ÉNONCÉ.
Recopie l'intégralité du listing en substituant partout « fawn » par « calf », sans toucher au reste. N'inclus pas les images dans ta réponse.

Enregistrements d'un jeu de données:
┌──
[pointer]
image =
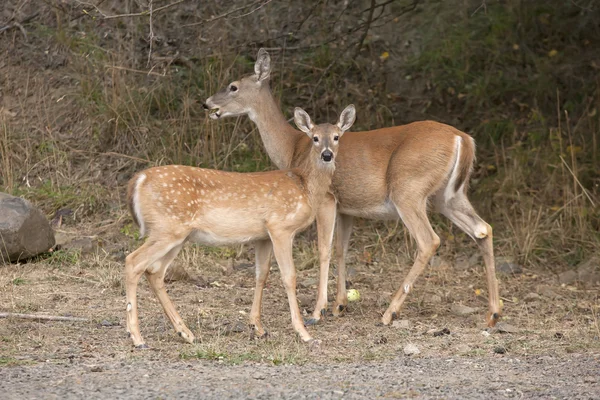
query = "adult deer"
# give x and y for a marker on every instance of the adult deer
(386, 173)
(175, 204)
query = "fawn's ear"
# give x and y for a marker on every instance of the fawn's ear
(262, 67)
(347, 118)
(302, 121)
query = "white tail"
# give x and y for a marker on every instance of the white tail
(175, 204)
(386, 173)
└──
RÉPONSE RÉDIGÉE.
[pointer]
image =
query = "adult deer"
# give x and y for a marker on every instance of the adult deer
(386, 173)
(175, 204)
query = "calf's ear"
# give x and y for a marker on every instance of the calf's ear
(262, 67)
(347, 118)
(302, 121)
query = "white tail"
# give x and y for a marker on every instance of the white tail
(175, 204)
(386, 173)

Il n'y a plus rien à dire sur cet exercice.